[Stored items]
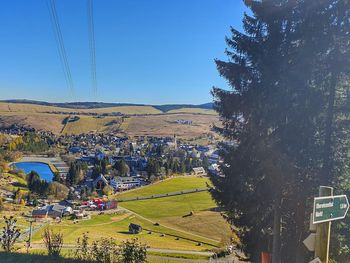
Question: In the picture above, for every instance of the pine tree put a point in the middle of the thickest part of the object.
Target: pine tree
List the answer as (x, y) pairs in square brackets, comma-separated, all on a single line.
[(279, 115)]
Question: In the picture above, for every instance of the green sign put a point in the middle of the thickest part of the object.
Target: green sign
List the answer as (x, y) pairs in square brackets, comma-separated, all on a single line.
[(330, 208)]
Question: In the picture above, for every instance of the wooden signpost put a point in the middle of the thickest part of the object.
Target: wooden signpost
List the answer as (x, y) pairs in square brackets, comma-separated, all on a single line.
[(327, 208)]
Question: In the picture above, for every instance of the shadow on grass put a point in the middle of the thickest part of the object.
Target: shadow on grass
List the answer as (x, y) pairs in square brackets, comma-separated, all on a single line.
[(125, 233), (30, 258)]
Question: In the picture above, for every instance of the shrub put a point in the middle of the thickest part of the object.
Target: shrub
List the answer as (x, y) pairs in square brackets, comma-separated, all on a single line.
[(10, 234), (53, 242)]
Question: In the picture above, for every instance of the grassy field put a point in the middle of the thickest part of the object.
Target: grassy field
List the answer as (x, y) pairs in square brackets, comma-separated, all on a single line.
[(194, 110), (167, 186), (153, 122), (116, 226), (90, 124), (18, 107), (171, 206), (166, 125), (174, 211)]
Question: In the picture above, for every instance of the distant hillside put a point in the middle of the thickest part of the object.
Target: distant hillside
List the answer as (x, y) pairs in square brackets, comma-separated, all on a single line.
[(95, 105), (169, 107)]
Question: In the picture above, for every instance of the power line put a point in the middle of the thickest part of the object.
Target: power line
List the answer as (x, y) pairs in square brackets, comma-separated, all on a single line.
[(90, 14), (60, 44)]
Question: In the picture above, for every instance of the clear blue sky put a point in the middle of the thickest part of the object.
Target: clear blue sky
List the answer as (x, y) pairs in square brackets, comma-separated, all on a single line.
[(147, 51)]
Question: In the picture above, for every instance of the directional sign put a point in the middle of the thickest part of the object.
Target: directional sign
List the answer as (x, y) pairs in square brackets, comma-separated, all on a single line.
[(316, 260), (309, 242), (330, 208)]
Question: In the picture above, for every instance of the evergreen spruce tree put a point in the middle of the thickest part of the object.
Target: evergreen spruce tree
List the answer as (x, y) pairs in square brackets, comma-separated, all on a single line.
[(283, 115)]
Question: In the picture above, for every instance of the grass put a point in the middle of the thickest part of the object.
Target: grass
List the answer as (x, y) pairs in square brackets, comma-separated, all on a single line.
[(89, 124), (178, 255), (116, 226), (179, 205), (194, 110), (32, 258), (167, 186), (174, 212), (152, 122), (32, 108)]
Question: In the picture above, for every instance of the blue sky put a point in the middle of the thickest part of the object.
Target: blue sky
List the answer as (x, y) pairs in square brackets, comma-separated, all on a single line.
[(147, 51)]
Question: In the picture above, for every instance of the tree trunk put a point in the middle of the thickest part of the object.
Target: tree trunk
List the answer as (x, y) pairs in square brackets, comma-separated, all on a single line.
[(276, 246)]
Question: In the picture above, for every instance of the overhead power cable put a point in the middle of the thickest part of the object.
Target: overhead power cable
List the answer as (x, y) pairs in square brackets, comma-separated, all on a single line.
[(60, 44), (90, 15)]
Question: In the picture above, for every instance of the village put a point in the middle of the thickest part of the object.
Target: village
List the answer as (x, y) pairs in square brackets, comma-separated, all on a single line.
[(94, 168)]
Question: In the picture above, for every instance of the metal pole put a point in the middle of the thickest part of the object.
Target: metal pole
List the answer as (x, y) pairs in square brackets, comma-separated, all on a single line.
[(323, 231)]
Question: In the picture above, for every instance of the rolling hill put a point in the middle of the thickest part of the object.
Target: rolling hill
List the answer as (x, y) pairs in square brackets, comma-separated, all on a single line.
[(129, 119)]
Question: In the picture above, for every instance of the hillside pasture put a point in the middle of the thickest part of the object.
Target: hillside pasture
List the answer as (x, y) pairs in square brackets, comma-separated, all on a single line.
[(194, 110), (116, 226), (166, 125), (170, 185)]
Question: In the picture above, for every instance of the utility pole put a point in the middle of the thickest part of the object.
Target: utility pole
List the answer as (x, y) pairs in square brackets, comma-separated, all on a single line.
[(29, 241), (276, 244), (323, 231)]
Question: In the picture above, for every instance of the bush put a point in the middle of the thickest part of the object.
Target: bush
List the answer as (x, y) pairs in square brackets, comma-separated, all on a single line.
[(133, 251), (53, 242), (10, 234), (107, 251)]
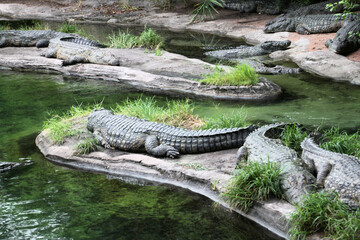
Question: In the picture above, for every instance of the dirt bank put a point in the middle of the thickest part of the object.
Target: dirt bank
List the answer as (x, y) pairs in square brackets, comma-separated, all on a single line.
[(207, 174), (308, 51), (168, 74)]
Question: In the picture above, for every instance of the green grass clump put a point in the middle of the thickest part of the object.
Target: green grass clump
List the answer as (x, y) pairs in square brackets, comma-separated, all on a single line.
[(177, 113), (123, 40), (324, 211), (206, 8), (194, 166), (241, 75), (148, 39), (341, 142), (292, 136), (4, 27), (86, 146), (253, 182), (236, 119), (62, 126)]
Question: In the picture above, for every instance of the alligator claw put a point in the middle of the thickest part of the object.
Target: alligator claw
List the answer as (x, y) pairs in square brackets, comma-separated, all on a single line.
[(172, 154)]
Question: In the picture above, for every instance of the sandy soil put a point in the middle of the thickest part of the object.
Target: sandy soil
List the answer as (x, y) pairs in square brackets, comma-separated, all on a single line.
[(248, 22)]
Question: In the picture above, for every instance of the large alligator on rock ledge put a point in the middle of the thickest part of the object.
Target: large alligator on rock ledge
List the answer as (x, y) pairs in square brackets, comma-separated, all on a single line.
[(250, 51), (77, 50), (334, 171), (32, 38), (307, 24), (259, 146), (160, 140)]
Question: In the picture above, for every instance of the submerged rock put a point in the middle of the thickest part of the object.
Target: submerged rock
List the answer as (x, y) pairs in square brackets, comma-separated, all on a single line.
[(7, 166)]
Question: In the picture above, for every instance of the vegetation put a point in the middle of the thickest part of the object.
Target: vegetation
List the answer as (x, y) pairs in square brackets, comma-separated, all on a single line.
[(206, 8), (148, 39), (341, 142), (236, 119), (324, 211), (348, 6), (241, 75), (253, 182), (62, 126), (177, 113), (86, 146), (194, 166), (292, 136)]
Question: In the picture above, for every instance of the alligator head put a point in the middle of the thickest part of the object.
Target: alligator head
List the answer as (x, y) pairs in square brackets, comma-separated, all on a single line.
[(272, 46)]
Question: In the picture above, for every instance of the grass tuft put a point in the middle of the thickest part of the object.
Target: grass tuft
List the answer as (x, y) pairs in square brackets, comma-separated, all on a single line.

# PROBLEM TO SOLVE
Copy out every line of the items above word for word, but leave the pictures out.

# FULL RESPONSE
Question: In the picture above, for every instance of the pine tree put a point in the middle of the thickest part of the object.
Target: pine tree
List the answer as (x, y) pairs in square brackets, comma-separated, all on a single line.
[(279, 115)]
Question: In the picture above, for every instance of the green sign put a point in the middle of the thickest part of the object.
Target: green sign
List the answer as (x, y) pairs in square brackets, comma-separated, all on a single line.
[(330, 208)]
Question: In the picture above, for every instance of the wooden signpost put a point in the middle of the thickest part of the object.
Target: wooden signpost
List the answer as (x, y) pairs in square brackets, comma-separated, all on a single line.
[(327, 208)]
Question: In the picture above, for every instance of the shadow on grass put a point in the middle of the thickest part of the object.
Target: shadow on grass
List the answer as (x, y) pairs in square brackets, comma-separated, all on a single line.
[(125, 233), (30, 258)]
Question: In the picture above, for every instance of the shrub put a point in the middle of the thickest part of the object.
Target: shrub
List the answer as (x, y) pairs in square brackets, comma-separated, all on a single line.
[(10, 234), (53, 242)]
Question: In the picture above, for every instance of the grassy field put a point in the middle of the thickest part of the object.
Target: grassy field
List the answer as (x, y) pairs in square brackets, comma-separated, all on a single line.
[(194, 110), (167, 186), (153, 122), (116, 226), (90, 124), (18, 107), (171, 206), (166, 125), (174, 211)]
Question: In the picture above, for every instance of the distant hillside put a point in the middle of the thickest part of the object.
Target: distant hillside
List the answer as (x, y) pairs in square brackets, comma-separated, all on a single line.
[(95, 105), (169, 107)]
Question: In the picture above, for every instance of the power line put a point in the middle of the thickest part of the object.
Target: power line
List the answer as (x, y) pairs in square brackets, comma-separated, all on a single line.
[(90, 14), (60, 44)]
Question: In the picture above, for every instance of the clear blue sky put a point in the middle of the thickest part of the object.
Target: clear blue sky
List the answer as (x, y) pairs in square brackets, comma-separated, all on a single line.
[(147, 51)]
Question: In the picture above, for every instance of the directional sign put a point in the middle of the thickest part of the object.
Target: directional sign
List the answer as (x, y) pairs in square brackets, comma-separated, all on a single line.
[(316, 260), (309, 242), (330, 208)]
Question: In the picture above, for every instance of the evergreen spruce tree put a point in the middle of the thickest part of the object.
Target: evergreen spruce tree
List the answer as (x, y) pairs in square brackets, comma-separated, all on a single line.
[(283, 115)]
Question: In the picture above, for every instance of the grass put a point in the middle of the thickest part of the object.
Target: grass
List the answer as (x, y) pairs in square brackets, comma-separated, all on a single line.
[(89, 124), (178, 255), (116, 226), (179, 205), (194, 110), (32, 258), (167, 186), (174, 212), (152, 122), (32, 108)]
Question: In the picture above, for every instance of the blue sky put a point in the middle of the thickest part of the object.
Target: blue sky
List the answer as (x, y) pairs in square brackets, comma-separated, all on a single line.
[(147, 51)]
Question: In the picture above, for every instance of the tree trunk put a point in the middle of the thickest part of the object.
Target: tree trunk
List the answer as (x, y) pairs in square brackets, comma-separated, all on a single line.
[(276, 246)]
Question: In the picture above, for every instance of the overhead power cable put a point in the middle of the thickest part of the object.
Target: overhead power cable
List the answer as (x, y) pairs in square brackets, comma-separated, all on a single line.
[(60, 44), (90, 15)]
Question: In the picture above, for every instance of the village put a point in the middle of the thickest part of the object.
Target: village
List the answer as (x, y) pairs in square brackets, comma-separated, all on a single line.
[(94, 168)]
Question: In the picture above, for every instance of the metal pole put a point in the middle of the thickest part of the object.
Target: metal pole
List the answer as (x, y) pairs in square brackets, comma-separated, all on a single line.
[(323, 231)]
Question: In the picture above, for every instance of the rolling hill put a point in the middle of the thickest part of the object.
Target: rolling hill
List the answer as (x, y) pairs in square brackets, comma-separated, all on a single line.
[(129, 119)]
Question: In the picture above, for every instance of the hillside pasture put a point in the middle of the thickest part of the object.
Target: hillside pasture
List the answer as (x, y) pairs in square brackets, comma-separated, all on a single line.
[(194, 110), (116, 226), (166, 125), (170, 185)]
Question: In the picture above, for every instance of the utility pole put a point in the middle of the thickest part of the object.
Target: utility pole
List the answer as (x, y) pairs in square brackets, comma-separated, all on a single line.
[(29, 241), (276, 244), (323, 231)]
Question: In the picture above, for every instance of the bush put a point in the middle of the thickest part of the object.
Target: bush
List the answer as (x, y) pairs in square brackets, comma-separated, all on a single line.
[(133, 251), (53, 242), (10, 234), (107, 251)]
Question: In the picture above, for every instance of the dirt bank put a point in the middle of the thickest part of the object.
Target: dirt bank
List the answer as (x, y) pairs in square brackets, comma-separated, all on a single line.
[(207, 174), (308, 51), (168, 74)]
Question: In the picture above, for every instance of the green grass clump put a point in the middle of the thickest part of the object.
Target: green grass clump
List the answer as (x, y) pairs in square brackets, comma-separated, all on a single line.
[(177, 113), (123, 40), (324, 211), (206, 8), (194, 166), (241, 75), (148, 39), (341, 142), (292, 136), (4, 27), (86, 146), (253, 182), (236, 119), (62, 126)]
Question: In the picture above, for every instance of the alligator claw put a point in the middle of the thickest part of the object.
Target: alligator claw
List the answer as (x, y) pairs in square brackets, comma-separated, all on a single line.
[(172, 154)]
Question: In the picture above, for every instance of the sandy soil put a point in the middle of the thickest part of the object.
Target: sandy soil
List the answer as (x, y) pairs in square brackets, comma-separated, all on a single line.
[(248, 22)]
Question: In the picture above, for every instance of the large alligator on rock ledge put a point in the middle of the thickest part of the object.
Target: large alligator on rock ledge
List the answer as (x, y) pairs in square brackets, comma-separated, all on a single line.
[(250, 51), (77, 50), (334, 171), (32, 38), (307, 24), (259, 146), (160, 140)]
Question: In the picture above, for every instance of the submerged rock put a point in the middle of the thickest part of the object.
Target: submerged rock
List the answer as (x, y) pairs in square brackets, comma-separated, all on a single line.
[(7, 166)]
Question: In the picture above, for every instance of the vegetation put a point in the middle of the thickest part of the object.
Target: vegetation
List the answer as (x, y) pairs in square brackets, comma-separated, all on a single line.
[(206, 8), (148, 39), (341, 142), (236, 119), (324, 211), (348, 6), (241, 75), (253, 182), (62, 126), (177, 113), (86, 146), (194, 166), (292, 136)]
Question: In the picture above, for every instance of the alligator head put a point in the middle of the thickest part of the object.
Target: alligator head
List the answer as (x, y) pairs in square brackets, comma-separated, all on a single line.
[(272, 46)]
Question: In the picture above, for every instance of the grass tuft put a point in the middle of the thickest part of the object.
Target: grass tuft
List the answer as (x, y) pairs in square brackets, comma-separated, all on a single line.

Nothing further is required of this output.